**INPUT FOR THIS TASK**
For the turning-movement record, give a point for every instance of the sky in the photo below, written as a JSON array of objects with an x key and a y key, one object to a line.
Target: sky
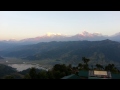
[{"x": 29, "y": 24}]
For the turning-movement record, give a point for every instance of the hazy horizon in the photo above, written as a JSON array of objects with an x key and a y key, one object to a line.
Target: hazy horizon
[{"x": 19, "y": 25}]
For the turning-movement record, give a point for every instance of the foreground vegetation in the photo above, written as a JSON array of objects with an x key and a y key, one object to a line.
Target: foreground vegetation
[{"x": 58, "y": 71}]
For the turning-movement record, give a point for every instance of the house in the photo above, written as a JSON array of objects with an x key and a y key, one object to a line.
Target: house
[{"x": 95, "y": 74}]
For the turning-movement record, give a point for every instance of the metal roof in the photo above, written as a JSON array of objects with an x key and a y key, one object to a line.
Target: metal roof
[{"x": 72, "y": 76}]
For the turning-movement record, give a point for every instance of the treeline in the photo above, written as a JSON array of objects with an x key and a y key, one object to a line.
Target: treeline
[{"x": 60, "y": 70}]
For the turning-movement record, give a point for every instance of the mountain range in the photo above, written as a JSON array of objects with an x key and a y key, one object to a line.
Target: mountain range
[
  {"x": 59, "y": 37},
  {"x": 67, "y": 51}
]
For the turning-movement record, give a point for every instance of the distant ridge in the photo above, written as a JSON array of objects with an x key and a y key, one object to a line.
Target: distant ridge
[{"x": 61, "y": 37}]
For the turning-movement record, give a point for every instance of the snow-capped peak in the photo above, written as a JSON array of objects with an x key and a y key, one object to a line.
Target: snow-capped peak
[{"x": 53, "y": 34}]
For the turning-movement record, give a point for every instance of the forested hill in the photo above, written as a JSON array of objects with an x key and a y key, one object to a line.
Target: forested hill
[
  {"x": 68, "y": 50},
  {"x": 1, "y": 57}
]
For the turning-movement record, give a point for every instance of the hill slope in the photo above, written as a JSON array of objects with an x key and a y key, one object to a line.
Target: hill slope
[{"x": 69, "y": 51}]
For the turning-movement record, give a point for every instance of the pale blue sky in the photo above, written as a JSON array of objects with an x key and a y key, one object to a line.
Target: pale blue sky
[{"x": 27, "y": 24}]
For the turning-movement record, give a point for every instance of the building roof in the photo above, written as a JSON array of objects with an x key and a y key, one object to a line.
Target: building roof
[
  {"x": 83, "y": 73},
  {"x": 115, "y": 76},
  {"x": 72, "y": 76}
]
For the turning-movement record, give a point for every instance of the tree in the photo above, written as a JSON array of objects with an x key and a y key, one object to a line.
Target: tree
[
  {"x": 27, "y": 76},
  {"x": 33, "y": 73},
  {"x": 80, "y": 66},
  {"x": 9, "y": 77},
  {"x": 85, "y": 60}
]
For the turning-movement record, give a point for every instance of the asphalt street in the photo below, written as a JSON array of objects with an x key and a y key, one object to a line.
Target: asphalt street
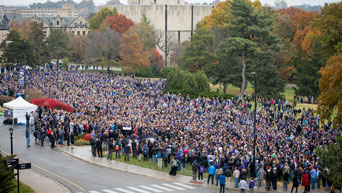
[{"x": 80, "y": 176}]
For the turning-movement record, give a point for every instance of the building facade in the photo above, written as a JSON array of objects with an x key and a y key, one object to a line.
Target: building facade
[{"x": 67, "y": 10}]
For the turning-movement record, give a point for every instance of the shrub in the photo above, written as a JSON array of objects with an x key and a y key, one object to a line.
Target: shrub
[
  {"x": 179, "y": 79},
  {"x": 4, "y": 99}
]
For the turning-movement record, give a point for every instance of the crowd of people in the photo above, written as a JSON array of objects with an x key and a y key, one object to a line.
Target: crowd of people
[{"x": 135, "y": 117}]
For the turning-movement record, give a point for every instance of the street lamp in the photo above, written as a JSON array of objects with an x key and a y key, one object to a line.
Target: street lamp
[
  {"x": 254, "y": 125},
  {"x": 11, "y": 137}
]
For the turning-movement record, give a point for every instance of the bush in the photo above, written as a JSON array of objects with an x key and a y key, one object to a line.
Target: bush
[
  {"x": 4, "y": 99},
  {"x": 81, "y": 142},
  {"x": 194, "y": 94},
  {"x": 33, "y": 93}
]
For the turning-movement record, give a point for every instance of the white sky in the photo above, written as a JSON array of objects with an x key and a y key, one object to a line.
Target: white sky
[{"x": 102, "y": 2}]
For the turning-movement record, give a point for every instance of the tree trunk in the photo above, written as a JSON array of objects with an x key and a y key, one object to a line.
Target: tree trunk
[
  {"x": 243, "y": 86},
  {"x": 225, "y": 88}
]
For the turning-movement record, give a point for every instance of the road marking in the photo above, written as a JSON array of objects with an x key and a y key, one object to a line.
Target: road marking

**YOUR OBJECTIVE**
The lines from the one containing "Target: tree trunk" through the last line of the records are to be transcribed exactly, with nothing else added.

**EXERCISE ANSWER**
Target: tree trunk
[
  {"x": 243, "y": 86},
  {"x": 225, "y": 88}
]
For the turning-movement record, give a point for every instance of the road marking in the photo above, written as a JSON array of objects with an x key and a y key, one object to a line.
Target: road marking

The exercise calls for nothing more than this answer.